§ Objective
In the records below, find the line containing "of the **red"; give it again exactly, along with every line that follows, and nothing else.
* start *
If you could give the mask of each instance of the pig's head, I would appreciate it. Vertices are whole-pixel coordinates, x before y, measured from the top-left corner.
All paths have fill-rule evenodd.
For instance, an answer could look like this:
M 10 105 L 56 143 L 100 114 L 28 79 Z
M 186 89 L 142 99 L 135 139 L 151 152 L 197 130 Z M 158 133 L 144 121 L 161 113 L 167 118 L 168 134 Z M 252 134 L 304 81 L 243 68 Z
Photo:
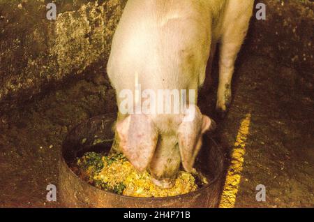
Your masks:
M 193 112 L 191 112 L 193 110 Z M 191 172 L 202 135 L 216 124 L 190 105 L 182 114 L 130 114 L 117 124 L 119 147 L 139 171 L 149 170 L 155 184 L 169 188 L 180 164 Z

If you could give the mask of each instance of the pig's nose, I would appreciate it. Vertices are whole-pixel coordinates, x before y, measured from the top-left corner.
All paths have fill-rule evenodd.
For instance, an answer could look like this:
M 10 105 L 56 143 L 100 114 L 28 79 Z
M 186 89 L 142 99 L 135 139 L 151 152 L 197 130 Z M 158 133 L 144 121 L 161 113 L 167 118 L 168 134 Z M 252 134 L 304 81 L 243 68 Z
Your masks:
M 151 179 L 153 183 L 163 188 L 170 188 L 174 186 L 174 179 L 170 178 L 165 178 L 163 179 Z

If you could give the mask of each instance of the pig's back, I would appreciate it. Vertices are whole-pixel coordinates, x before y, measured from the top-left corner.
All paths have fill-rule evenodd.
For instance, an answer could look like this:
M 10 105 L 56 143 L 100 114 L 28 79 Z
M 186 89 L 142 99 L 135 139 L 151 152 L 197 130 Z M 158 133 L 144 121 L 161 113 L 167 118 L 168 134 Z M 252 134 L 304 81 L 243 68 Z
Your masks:
M 131 89 L 137 73 L 143 89 L 196 89 L 209 54 L 211 10 L 223 1 L 128 1 L 108 62 L 114 87 Z

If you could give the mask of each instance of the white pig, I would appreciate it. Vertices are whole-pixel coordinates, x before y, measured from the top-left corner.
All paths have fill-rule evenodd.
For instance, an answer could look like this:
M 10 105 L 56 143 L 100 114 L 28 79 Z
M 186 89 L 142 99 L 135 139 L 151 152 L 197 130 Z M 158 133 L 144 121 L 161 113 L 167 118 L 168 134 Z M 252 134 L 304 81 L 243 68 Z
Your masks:
M 142 90 L 194 89 L 204 83 L 209 58 L 220 43 L 216 110 L 231 101 L 234 61 L 246 35 L 253 0 L 129 0 L 114 34 L 107 72 L 117 95 Z M 137 76 L 135 76 L 137 75 Z M 196 100 L 197 101 L 197 98 Z M 185 114 L 119 112 L 115 145 L 138 170 L 147 169 L 154 182 L 171 187 L 180 165 L 190 172 L 202 135 L 214 122 L 195 101 L 192 121 Z

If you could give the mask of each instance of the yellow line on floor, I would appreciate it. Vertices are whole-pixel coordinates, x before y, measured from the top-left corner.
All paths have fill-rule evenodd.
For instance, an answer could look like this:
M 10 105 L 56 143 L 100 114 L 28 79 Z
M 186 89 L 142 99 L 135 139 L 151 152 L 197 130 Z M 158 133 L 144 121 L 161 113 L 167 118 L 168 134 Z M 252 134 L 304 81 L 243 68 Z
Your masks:
M 231 155 L 231 163 L 227 173 L 219 207 L 232 208 L 234 206 L 244 161 L 246 140 L 250 128 L 251 117 L 251 113 L 248 113 L 241 122 Z

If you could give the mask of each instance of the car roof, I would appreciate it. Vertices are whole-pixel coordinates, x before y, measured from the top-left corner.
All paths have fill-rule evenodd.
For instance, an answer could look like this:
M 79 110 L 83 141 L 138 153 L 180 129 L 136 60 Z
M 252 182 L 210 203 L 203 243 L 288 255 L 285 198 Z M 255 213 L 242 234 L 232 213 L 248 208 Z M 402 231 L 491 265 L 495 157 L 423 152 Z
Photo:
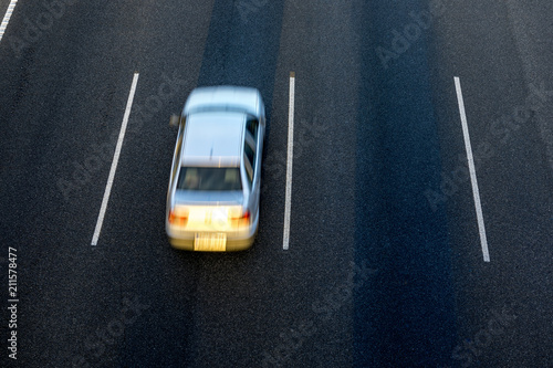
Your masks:
M 239 166 L 244 124 L 243 113 L 187 116 L 181 166 Z

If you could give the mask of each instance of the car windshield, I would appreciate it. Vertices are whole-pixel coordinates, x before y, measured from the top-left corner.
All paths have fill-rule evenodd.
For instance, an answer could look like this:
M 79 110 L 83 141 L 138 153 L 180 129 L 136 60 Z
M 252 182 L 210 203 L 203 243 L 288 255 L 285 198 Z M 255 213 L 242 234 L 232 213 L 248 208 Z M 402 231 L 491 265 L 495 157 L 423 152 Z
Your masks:
M 182 190 L 242 190 L 238 167 L 180 168 L 177 189 Z

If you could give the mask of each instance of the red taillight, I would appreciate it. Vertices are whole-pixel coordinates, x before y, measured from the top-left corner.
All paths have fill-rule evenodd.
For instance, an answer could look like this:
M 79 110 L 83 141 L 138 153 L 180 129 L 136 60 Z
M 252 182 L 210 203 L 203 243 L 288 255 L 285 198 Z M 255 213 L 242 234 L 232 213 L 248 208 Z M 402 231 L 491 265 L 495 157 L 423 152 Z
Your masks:
M 169 223 L 174 225 L 185 225 L 186 222 L 188 221 L 188 215 L 187 214 L 176 214 L 175 211 L 169 212 Z

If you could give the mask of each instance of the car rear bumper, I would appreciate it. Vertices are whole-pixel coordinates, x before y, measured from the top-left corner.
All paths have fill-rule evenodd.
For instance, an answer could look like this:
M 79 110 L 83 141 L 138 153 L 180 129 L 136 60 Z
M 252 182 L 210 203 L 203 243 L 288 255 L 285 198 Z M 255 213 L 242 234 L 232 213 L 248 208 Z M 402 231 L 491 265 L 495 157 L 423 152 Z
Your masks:
M 194 232 L 179 232 L 173 231 L 170 228 L 166 228 L 167 238 L 173 248 L 184 251 L 196 251 L 194 249 Z M 226 252 L 243 251 L 249 249 L 255 235 L 258 233 L 258 227 L 251 227 L 250 231 L 243 235 L 227 234 L 227 246 Z

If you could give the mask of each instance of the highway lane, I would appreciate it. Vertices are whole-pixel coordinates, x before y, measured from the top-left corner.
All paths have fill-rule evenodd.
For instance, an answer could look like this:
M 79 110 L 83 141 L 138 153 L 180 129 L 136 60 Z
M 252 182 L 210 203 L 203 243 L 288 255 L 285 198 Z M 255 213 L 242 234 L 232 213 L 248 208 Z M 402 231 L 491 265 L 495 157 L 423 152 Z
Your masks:
M 437 19 L 435 32 L 440 40 L 436 43 L 440 48 L 435 49 L 442 65 L 439 80 L 444 81 L 435 83 L 437 115 L 444 122 L 441 145 L 456 147 L 444 153 L 444 179 L 449 182 L 445 185 L 447 200 L 440 203 L 456 219 L 450 233 L 458 244 L 453 273 L 458 275 L 459 339 L 452 361 L 467 366 L 551 365 L 552 311 L 547 306 L 552 298 L 553 233 L 547 147 L 552 140 L 540 127 L 549 125 L 544 118 L 551 116 L 546 93 L 551 91 L 551 73 L 544 70 L 542 59 L 551 55 L 551 48 L 539 34 L 551 34 L 542 14 L 552 9 L 538 1 L 518 13 L 510 7 L 491 1 L 451 3 Z M 535 38 L 520 40 L 521 30 L 529 32 L 536 27 L 540 33 L 534 33 Z M 539 53 L 523 52 L 536 46 Z M 541 69 L 530 74 L 525 71 L 529 63 Z M 461 77 L 473 147 L 480 147 L 477 170 L 490 264 L 481 262 L 470 185 L 459 175 L 459 120 L 456 112 L 446 107 L 455 103 L 452 81 L 448 81 L 451 75 Z M 487 325 L 497 320 L 499 311 L 515 318 L 505 320 L 504 329 L 493 330 L 489 338 Z
M 551 365 L 550 105 L 508 138 L 512 125 L 492 127 L 525 106 L 530 83 L 551 88 L 553 49 L 538 32 L 551 34 L 551 6 L 442 6 L 387 69 L 376 48 L 392 50 L 394 30 L 428 2 L 79 3 L 19 57 L 2 41 L 0 180 L 13 189 L 2 191 L 0 229 L 21 250 L 19 330 L 30 336 L 18 362 Z M 18 7 L 12 35 L 43 12 Z M 134 71 L 129 130 L 93 248 Z M 283 251 L 290 71 L 296 150 Z M 446 182 L 445 201 L 426 196 L 465 155 L 453 75 L 473 147 L 493 151 L 477 167 L 489 264 L 470 182 Z M 219 83 L 265 98 L 263 227 L 244 253 L 176 252 L 163 228 L 168 115 L 196 85 Z M 93 157 L 87 178 L 77 167 Z M 60 179 L 81 183 L 66 191 Z

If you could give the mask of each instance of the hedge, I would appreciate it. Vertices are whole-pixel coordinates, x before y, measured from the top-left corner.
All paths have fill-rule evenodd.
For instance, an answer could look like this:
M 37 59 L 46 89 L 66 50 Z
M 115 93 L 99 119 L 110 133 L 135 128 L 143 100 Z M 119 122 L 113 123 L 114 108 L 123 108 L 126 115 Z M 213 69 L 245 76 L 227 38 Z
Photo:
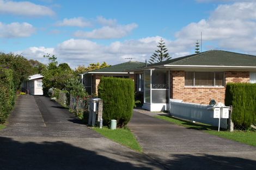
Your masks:
M 134 82 L 131 79 L 102 77 L 98 87 L 99 97 L 103 100 L 103 120 L 109 125 L 117 120 L 122 127 L 131 119 L 134 105 Z
M 256 124 L 256 84 L 228 83 L 225 105 L 233 105 L 235 126 L 247 129 Z
M 5 122 L 14 105 L 15 97 L 13 71 L 0 68 L 0 123 Z

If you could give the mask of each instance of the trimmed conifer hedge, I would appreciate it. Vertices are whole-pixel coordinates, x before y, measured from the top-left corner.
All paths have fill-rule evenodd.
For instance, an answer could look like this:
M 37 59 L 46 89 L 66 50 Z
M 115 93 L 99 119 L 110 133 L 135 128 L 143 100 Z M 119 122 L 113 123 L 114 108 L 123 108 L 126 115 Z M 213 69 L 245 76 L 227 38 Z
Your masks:
M 235 126 L 248 128 L 256 124 L 256 84 L 228 83 L 225 105 L 233 105 Z
M 131 119 L 134 105 L 134 82 L 131 79 L 102 77 L 98 87 L 99 97 L 103 100 L 103 120 L 109 125 L 116 119 L 122 127 Z
M 0 123 L 6 121 L 14 105 L 15 97 L 13 71 L 0 68 Z

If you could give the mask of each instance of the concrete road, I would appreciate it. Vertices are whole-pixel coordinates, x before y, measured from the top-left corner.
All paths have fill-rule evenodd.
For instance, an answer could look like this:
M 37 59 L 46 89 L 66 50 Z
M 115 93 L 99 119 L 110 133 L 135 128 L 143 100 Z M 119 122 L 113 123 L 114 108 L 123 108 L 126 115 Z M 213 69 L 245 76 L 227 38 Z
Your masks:
M 19 97 L 7 128 L 0 131 L 0 169 L 164 169 L 42 96 Z
M 167 169 L 256 169 L 256 147 L 153 117 L 161 113 L 138 111 L 129 127 L 144 153 Z

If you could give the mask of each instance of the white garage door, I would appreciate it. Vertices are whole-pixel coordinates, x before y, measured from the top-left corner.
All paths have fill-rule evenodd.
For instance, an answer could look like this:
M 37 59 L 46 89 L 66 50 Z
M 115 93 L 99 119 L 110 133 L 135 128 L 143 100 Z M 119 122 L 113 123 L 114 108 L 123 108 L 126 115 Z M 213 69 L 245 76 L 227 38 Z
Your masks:
M 250 73 L 250 83 L 256 83 L 256 72 Z

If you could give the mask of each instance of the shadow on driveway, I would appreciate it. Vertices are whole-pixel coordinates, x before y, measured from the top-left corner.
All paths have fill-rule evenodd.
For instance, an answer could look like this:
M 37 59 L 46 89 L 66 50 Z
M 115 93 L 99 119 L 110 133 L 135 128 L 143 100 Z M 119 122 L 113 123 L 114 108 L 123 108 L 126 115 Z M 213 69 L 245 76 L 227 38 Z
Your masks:
M 136 167 L 125 160 L 118 161 L 60 141 L 24 143 L 1 137 L 0 150 L 1 169 L 153 169 Z M 119 154 L 128 160 L 135 159 L 134 154 Z M 137 161 L 155 164 L 147 156 L 139 155 L 135 156 Z M 256 166 L 256 161 L 249 159 L 205 154 L 173 154 L 169 160 L 154 157 L 164 166 L 158 168 L 162 169 L 254 169 Z
M 61 141 L 21 143 L 0 137 L 0 169 L 3 170 L 153 169 L 135 167 L 125 160 L 118 161 Z

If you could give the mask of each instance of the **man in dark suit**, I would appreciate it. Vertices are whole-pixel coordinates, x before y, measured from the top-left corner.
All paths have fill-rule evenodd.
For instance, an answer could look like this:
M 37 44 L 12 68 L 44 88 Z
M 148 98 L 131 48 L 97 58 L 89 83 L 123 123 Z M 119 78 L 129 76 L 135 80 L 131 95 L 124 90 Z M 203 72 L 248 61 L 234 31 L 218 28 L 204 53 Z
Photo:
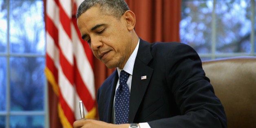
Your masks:
M 227 127 L 223 106 L 193 49 L 139 38 L 135 15 L 123 0 L 85 0 L 77 18 L 94 55 L 117 69 L 97 92 L 100 121 L 77 121 L 75 128 Z M 124 72 L 128 79 L 119 77 Z

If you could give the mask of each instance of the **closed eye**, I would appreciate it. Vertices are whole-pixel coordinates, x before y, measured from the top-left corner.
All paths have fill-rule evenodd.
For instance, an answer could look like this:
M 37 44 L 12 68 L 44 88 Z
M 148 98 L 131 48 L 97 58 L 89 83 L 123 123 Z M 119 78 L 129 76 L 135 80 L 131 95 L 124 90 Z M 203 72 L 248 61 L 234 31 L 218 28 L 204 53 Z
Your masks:
M 103 33 L 104 32 L 104 31 L 105 31 L 105 29 L 103 29 L 102 31 L 98 31 L 98 32 L 97 32 L 97 34 L 102 34 L 102 33 Z

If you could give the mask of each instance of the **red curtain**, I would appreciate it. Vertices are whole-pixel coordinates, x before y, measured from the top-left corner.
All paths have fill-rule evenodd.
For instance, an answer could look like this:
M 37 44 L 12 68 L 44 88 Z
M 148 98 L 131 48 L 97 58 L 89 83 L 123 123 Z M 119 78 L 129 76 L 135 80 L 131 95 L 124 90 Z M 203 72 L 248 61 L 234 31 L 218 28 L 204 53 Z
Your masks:
M 45 3 L 46 0 L 44 0 Z M 135 31 L 139 37 L 151 43 L 157 41 L 180 42 L 181 0 L 126 1 L 136 15 Z M 95 57 L 93 63 L 97 92 L 104 80 L 115 69 L 107 68 Z M 48 90 L 50 127 L 60 128 L 57 108 L 57 98 L 51 86 L 48 86 Z

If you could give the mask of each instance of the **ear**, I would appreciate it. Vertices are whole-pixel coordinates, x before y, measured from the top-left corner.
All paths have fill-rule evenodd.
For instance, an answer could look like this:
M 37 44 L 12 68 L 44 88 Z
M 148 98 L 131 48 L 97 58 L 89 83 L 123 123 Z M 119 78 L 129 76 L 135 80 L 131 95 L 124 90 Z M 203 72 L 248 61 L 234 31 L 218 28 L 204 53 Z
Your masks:
M 136 22 L 135 14 L 131 11 L 128 10 L 125 12 L 124 15 L 126 22 L 126 26 L 129 31 L 133 30 Z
* end *
§ The solution
If you could give the mask of each instance of the **red curtain**, I would appreciate it. Vertices are whole-pixel coordinates, x before y, measured from the top-left corner.
All paths have fill-rule evenodd.
For instance, an answer could look like this:
M 37 44 L 12 68 L 44 88 Z
M 148 98 L 131 48 L 97 58 L 89 83 L 123 123 Z M 119 78 L 129 76 L 135 80 L 131 95 L 124 90 Z M 203 72 L 248 61 L 234 31 L 218 28 L 204 53 Z
Your masks:
M 45 3 L 46 0 L 44 0 Z M 135 31 L 139 37 L 151 43 L 157 41 L 180 42 L 181 0 L 126 1 L 136 15 Z M 95 57 L 93 63 L 97 92 L 104 80 L 115 69 L 107 68 Z M 48 90 L 50 127 L 60 128 L 57 108 L 57 98 L 51 86 L 48 86 Z

If you could give the mask of each instance of the **ear**, I would appreciate it. Vertices are whole-pixel coordinates, x before y, measured from the top-left corner.
All paths have fill-rule evenodd.
For instance, an answer could look like this:
M 37 44 L 12 68 L 44 88 Z
M 148 98 L 131 48 L 97 58 L 89 83 L 123 123 Z M 119 78 L 129 76 L 135 80 L 131 95 L 124 90 Z M 203 72 L 248 61 L 234 31 L 218 28 L 204 53 Z
Your masks:
M 136 22 L 135 14 L 131 11 L 128 10 L 125 12 L 124 15 L 126 22 L 126 26 L 129 31 L 133 30 Z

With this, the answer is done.